Texte source:
Les relatives du popoluca de Texistepec

Popoluca de Texistepec et famille mixe-zoque

Le popoluca de Texistepec est une langue parlée dans la ville mexicaine de Texistepec, située dans le sud-est de l’État de Veracruz, dans l’isthme de Tehuantepec. Fondée par les Olmèques, Texistepec s’étend sur environ 450 km2 à 40 mètres au-dessus du niveau de la mer, sur les contreforts de la plaine de Sotavento. Le toponyme est d’origine nahuatl et veut dire « sur la colline de l’escargot ».Selon le classement de Boudreault (2017:S1), le TEX appartient à la famille linguistique mixe-zoque et, plus particulièrement, à la branche zoque et la sous-branche zoque du golfe  : Les langues de la famille mixe-zoque sont parlées sur le territoire mexicain situé dans l’isthme de Tehuantepec : dans le sud de l’État de Veracruz, dans le nord de l’État de Tabasco et dans une grande partie des États de Oaxaca et Chiapas. Voici sur une carte la localisation géographique des locuteurs de langues de la branche zoque, dont le TEX (Wonderly, 1949, et Zavala Maldonado, 2011, cités dans Boudreault, 2017:S3) : Le mot popoluca est utilisé pour faire référence à quatre langues différentes : le popoluca de Sayula (appelé aussi sayultec), le popoluca de la Sierra (appelée aussi soteapanec ou soteapaneco), le popoluca d’Oluta (appelée aussi olutec) et le popoluca de Texistepec. Cependant, les quatre n’appartiennent pas à la même branche de la famille mixe-zoque, puisque le sayultec et l’olutec sont des langues mixes alors que le soteapanec et le TEX sont des langues zoques. De plus, l’intelligibilité entre les locuteurs de ces langues mixes et ceux du TEX n’est pas assurée (Reilly, 2002:3).

État de l’art de la description du popoluca de Texistepec

Même si le TEX reste une langue peu décrite, certains chercheurs s’y sont intéressés et l’ont étudiée sur le terrain auprès d’informateurs natifs. Les deux personnes qui y ont contribué le plus sont Søren Wichmann, chercheur linguiste danois, et Ehren M. Reilly, ancien étudiant états-unien de linguistique. Voici le travail qui a été mené jusqu’à présent : La première publication est un livre de linguistique d’Eustorjio Calderón (1908), qui porte sur plusieurs langues parlées dans l’isthme de Tehuantepec. Après avoir élicité certains mots en TEX, il les présente et en commente quelques aspects phonologiques.

(Listing tiré d'un jeu de données d'annotation)
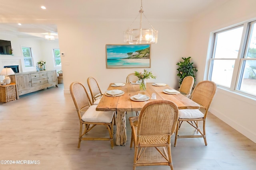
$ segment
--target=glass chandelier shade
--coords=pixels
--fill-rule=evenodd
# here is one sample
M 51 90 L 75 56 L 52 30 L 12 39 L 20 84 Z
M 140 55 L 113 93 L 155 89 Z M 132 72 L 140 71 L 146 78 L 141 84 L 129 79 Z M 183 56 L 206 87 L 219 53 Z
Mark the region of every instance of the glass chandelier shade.
M 142 0 L 140 10 L 139 11 L 140 16 L 140 27 L 137 29 L 130 29 L 131 25 L 124 32 L 124 42 L 129 44 L 151 44 L 157 43 L 157 36 L 158 31 L 154 28 L 147 19 L 144 15 L 142 10 Z M 138 15 L 136 17 L 136 20 Z M 151 26 L 151 28 L 142 28 L 142 16 L 144 16 Z

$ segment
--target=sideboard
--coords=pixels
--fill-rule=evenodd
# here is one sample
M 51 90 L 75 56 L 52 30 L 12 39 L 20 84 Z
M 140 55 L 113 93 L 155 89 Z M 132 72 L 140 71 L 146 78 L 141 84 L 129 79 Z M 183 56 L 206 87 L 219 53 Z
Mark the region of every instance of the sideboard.
M 17 99 L 19 96 L 53 86 L 58 87 L 56 70 L 19 72 L 10 75 L 11 82 L 16 84 Z

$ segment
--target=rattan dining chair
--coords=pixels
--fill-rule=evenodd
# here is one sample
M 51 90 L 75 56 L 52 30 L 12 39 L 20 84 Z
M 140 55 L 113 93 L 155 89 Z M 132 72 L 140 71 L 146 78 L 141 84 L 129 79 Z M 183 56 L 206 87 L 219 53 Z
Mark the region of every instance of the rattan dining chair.
M 135 76 L 134 73 L 129 74 L 126 77 L 126 83 L 129 83 L 131 82 L 135 83 L 138 80 L 139 78 L 137 76 Z
M 207 145 L 205 130 L 205 123 L 208 111 L 214 97 L 217 86 L 215 83 L 211 81 L 203 81 L 198 84 L 191 94 L 191 99 L 200 105 L 200 109 L 205 111 L 202 113 L 199 109 L 183 109 L 179 111 L 179 119 L 177 124 L 174 147 L 176 146 L 178 138 L 203 137 L 206 145 Z M 200 129 L 199 121 L 203 121 L 203 131 Z M 186 121 L 196 129 L 199 135 L 180 135 L 179 130 L 183 122 Z
M 92 103 L 94 105 L 98 105 L 101 97 L 103 96 L 99 84 L 96 80 L 92 77 L 89 77 L 87 78 L 87 84 L 91 93 Z
M 101 140 L 110 141 L 111 149 L 114 149 L 113 134 L 114 117 L 115 115 L 114 111 L 96 111 L 96 109 L 97 106 L 92 105 L 86 90 L 80 82 L 72 83 L 70 85 L 70 90 L 80 122 L 78 147 L 80 148 L 82 140 Z M 83 132 L 83 125 L 84 125 L 84 129 Z M 109 137 L 85 137 L 85 135 L 97 125 L 103 125 L 107 127 L 109 133 Z
M 153 101 L 139 116 L 129 118 L 132 128 L 130 148 L 134 145 L 133 170 L 138 166 L 167 165 L 173 170 L 171 136 L 175 131 L 178 109 L 172 102 Z
M 182 94 L 190 98 L 195 79 L 192 76 L 187 76 L 181 83 L 179 91 Z

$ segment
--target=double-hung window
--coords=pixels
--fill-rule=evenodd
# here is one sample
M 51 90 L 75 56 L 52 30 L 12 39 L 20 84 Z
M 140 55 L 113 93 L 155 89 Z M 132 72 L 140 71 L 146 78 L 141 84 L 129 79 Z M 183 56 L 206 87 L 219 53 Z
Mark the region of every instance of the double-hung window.
M 54 65 L 55 66 L 61 66 L 60 49 L 54 49 L 53 54 L 54 58 Z
M 212 39 L 209 80 L 256 98 L 256 21 L 214 33 Z
M 32 58 L 32 53 L 31 48 L 30 47 L 22 47 L 23 60 L 25 67 L 32 67 L 33 58 Z

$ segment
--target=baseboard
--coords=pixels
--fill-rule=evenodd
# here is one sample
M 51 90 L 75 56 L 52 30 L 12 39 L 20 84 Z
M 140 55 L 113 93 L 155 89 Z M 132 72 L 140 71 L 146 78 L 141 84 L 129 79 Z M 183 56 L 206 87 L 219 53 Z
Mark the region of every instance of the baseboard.
M 256 143 L 256 133 L 255 133 L 255 132 L 252 131 L 251 129 L 248 129 L 243 126 L 241 126 L 240 125 L 233 121 L 226 115 L 214 109 L 211 109 L 210 111 L 213 115 Z M 253 130 L 254 130 L 255 129 Z

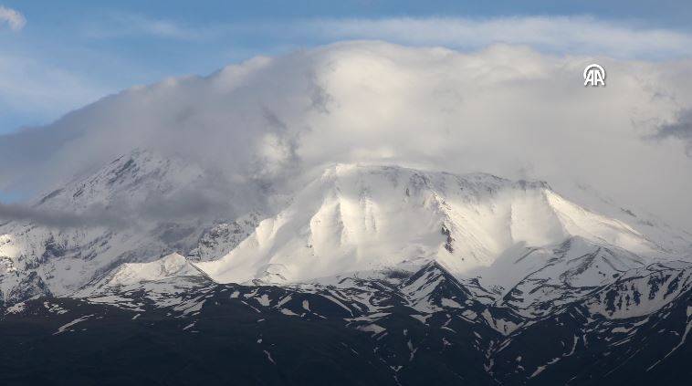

Exercices proposés:
[1] D'après le texte sur le popoluca de Texistepec, quelles langues le mot « popoluca » désigne-t-il ? Énumérez-les toutes.
[2] Redimensionnez la partie du listing qui s'ouvre au début du listing et se termine par la ligne contenant "M 142 0 L 140", ces deux extrémités comprises. Recopiez toutes ces lignes, consignes incluses, en multipliant par 1,65 seulement les coordonnées des réponses et en arrondissant à l'entier, les demis vers le haut ; omettez les images.

Réponses aux exercices:
[1]
- le popoluca de Sayula
- le popoluca de la Sierra
- le popoluca d'Oluta
- le popoluca de Texistepec

[2]
$ segment
--target=glass chandelier shade
--coords=pixels
--fill-rule=evenodd
# here is one sample
M 51 90 L 75 56 L 52 30 L 12 39 L 20 84 Z
M 140 55 L 113 93 L 155 89 Z M 132 72 L 140 71 L 146 78 L 141 84 L 129 79 Z M 183 56 L 206 87 L 219 53 Z
Mark the region of every instance of the glass chandelier shade.
M 234 0 L 231 17 L 229 18 L 231 26 L 231 45 L 226 48 L 215 48 L 216 41 L 205 53 L 205 69 L 213 73 L 249 73 L 259 71 L 259 59 L 261 51 L 254 46 L 243 31 L 238 25 L 234 17 Z M 228 25 L 224 28 L 224 33 Z M 249 43 L 249 46 L 234 46 L 234 26 L 238 26 Z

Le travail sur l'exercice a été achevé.